» **Text**:
Wir werden deshalb die Bundesregierung ersuchen müssen, möglichst bald mit den Hohen Kommissaren die Verhandlungen in der Richtung aufzunehmen, daß das Gesetz Nr. 53, soweit es den innerdeutschen Grenzverkehr betrifft, möglichst bald aufgehoben wird, damit der Weg für eine eigene deutsche Gesetzgebung frei wird. Wir glauben, daß diese Verhandlungen durchaus günstig verlaufen können; denn wir konnten im Laufe des letzten Jahres aus vielen Presseveröffentlichungen entnehmen, daß sich die Dienststellen der Hohen Kommissare sehr viel mit den Mißständen an der Grenze befaßt und sehr umfangreiche Statistiken über den illegalen Handel angelegt haben, so daß wir für einen derartigen Antrag ein geneigtes Ohr zu finden hoffen. Es liegt auch nur im Interesse der Hohen Kommissare, wenn die wirtschaftliche Ordnung an der Grenze wiederhergestellt wird. Das Gelingen dieser Verhandlungen wäre also die Voraussetzung für eine bundesgesetzliche Regelung.

» **Auszug aus Datensatz**:
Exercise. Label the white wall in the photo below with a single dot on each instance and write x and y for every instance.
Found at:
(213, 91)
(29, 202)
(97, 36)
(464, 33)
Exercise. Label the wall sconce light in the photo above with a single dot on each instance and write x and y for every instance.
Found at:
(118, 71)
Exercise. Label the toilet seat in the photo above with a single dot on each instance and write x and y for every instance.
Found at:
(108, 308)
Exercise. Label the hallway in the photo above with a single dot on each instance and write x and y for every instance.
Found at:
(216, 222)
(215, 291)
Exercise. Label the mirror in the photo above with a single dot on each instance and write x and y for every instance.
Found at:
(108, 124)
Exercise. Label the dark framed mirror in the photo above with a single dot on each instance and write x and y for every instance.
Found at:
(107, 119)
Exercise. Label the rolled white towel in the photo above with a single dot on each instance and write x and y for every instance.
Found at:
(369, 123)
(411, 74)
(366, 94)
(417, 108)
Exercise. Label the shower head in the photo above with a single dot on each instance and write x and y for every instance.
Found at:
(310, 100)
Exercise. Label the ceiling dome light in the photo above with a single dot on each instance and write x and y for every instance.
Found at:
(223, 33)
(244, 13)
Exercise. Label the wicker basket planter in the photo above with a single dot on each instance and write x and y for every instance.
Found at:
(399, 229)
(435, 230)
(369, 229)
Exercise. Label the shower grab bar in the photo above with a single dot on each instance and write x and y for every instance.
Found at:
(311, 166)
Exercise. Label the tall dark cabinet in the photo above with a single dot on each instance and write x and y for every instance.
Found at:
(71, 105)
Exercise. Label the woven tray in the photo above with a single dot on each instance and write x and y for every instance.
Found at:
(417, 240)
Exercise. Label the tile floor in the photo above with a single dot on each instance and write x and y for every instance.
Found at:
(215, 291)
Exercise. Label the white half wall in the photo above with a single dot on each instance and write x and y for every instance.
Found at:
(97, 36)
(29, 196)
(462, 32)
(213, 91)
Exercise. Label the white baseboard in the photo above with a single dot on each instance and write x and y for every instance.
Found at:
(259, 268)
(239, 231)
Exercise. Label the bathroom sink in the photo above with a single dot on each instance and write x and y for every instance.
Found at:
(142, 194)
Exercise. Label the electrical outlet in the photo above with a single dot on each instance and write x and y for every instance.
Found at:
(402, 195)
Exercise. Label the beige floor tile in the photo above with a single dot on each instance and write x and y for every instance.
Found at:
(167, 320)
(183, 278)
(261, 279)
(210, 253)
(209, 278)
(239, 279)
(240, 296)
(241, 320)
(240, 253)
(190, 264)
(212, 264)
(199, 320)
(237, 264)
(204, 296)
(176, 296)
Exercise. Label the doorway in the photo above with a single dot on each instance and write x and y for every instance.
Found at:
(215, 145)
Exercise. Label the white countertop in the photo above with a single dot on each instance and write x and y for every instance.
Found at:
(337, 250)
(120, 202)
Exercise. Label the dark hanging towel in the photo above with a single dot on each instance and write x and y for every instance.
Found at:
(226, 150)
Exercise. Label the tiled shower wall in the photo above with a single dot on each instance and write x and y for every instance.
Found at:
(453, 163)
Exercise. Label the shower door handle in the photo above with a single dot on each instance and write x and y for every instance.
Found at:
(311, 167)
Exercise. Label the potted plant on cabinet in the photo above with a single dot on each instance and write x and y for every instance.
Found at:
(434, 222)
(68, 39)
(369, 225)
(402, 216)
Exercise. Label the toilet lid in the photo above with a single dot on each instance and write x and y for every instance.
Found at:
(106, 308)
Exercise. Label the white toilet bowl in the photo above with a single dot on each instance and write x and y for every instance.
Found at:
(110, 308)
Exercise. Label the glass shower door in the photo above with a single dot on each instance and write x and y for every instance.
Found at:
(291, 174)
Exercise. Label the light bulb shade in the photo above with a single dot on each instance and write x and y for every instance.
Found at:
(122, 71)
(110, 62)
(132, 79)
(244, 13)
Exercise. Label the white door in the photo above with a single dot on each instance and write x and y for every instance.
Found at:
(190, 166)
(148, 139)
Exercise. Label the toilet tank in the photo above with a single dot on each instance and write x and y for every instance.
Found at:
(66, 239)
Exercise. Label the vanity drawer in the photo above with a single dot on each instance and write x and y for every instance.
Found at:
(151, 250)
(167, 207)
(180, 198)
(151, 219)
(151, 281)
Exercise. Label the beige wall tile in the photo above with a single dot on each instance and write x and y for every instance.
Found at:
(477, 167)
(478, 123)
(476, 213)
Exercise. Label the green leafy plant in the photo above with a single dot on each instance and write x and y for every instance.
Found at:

» **Aufgabenstellung**:
Welches Gesetz soll laut dem Text, soweit es den innerdeutschen Grenzverkehr betrifft, aufgehoben werden? Das Material stammt aus einer anderen Quelle als der Text.

» **Bearbeitete Aufgabe**:
Das Gesetz Nr. 53.